• EXERCISE: Count the lines in the data below that contain the string "doll", matching case exactly. Reply with the number only.

• PROVIDED RECORDS:
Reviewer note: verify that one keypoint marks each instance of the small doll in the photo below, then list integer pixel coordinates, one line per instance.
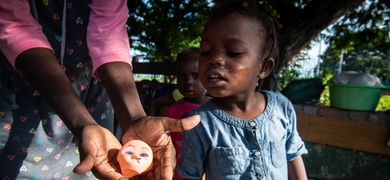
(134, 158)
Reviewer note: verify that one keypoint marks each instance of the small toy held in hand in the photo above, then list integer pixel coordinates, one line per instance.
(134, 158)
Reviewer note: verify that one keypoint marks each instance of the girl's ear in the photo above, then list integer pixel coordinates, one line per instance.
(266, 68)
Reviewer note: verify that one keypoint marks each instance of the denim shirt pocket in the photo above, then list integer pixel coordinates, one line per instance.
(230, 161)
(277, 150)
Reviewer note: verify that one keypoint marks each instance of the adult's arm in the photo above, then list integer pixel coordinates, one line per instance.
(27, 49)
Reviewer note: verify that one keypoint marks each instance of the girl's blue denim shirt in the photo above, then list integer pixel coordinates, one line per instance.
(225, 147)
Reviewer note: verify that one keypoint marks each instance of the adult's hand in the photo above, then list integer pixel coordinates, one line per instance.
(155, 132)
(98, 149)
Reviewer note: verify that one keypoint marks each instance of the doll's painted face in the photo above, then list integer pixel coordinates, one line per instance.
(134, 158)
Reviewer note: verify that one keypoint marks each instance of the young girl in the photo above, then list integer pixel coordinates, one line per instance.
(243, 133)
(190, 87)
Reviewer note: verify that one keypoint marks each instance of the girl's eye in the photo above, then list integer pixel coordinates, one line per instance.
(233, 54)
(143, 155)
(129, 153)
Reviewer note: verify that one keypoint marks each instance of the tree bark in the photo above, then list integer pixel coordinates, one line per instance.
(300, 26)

---

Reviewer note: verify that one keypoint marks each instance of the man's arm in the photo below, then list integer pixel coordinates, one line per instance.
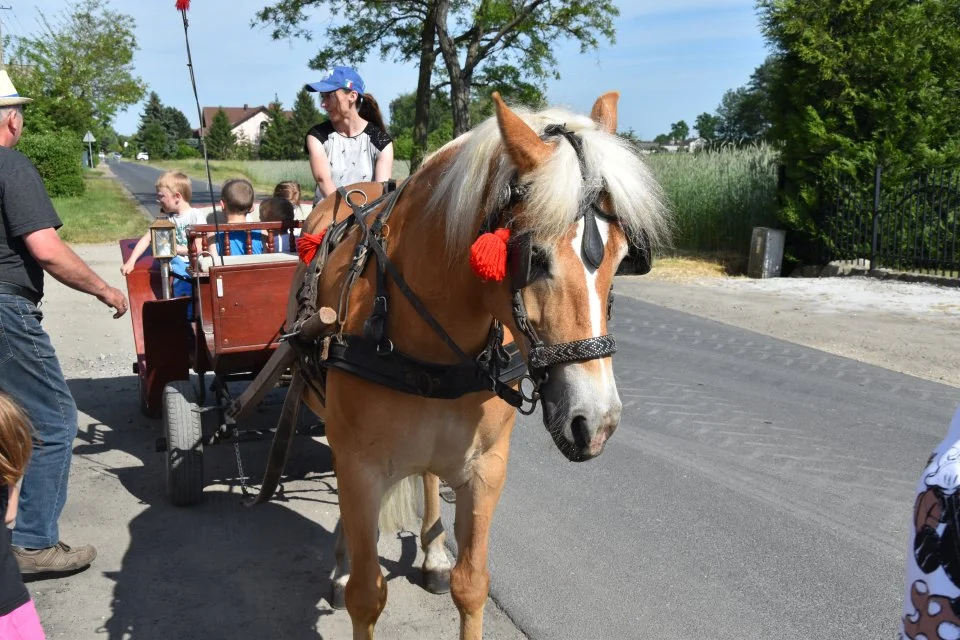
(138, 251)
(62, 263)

---

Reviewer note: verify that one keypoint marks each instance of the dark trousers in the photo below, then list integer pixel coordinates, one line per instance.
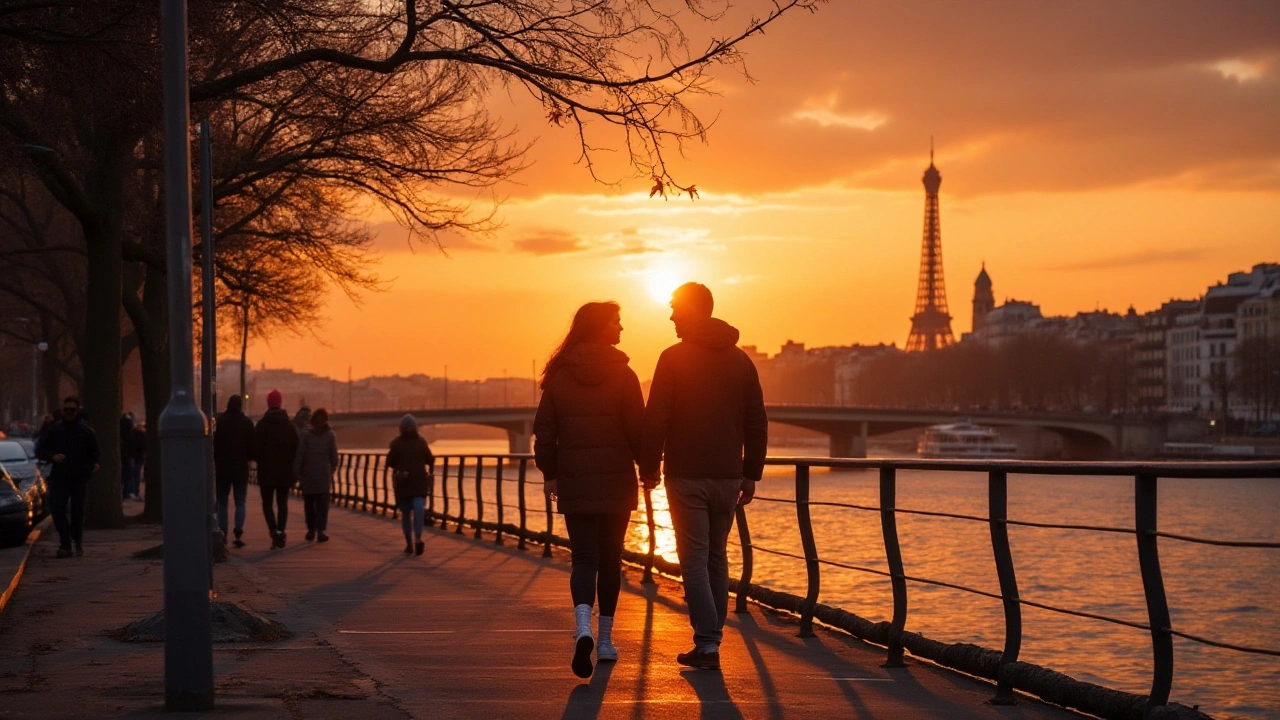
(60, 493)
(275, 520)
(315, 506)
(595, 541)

• FINISHED ANSWER: 2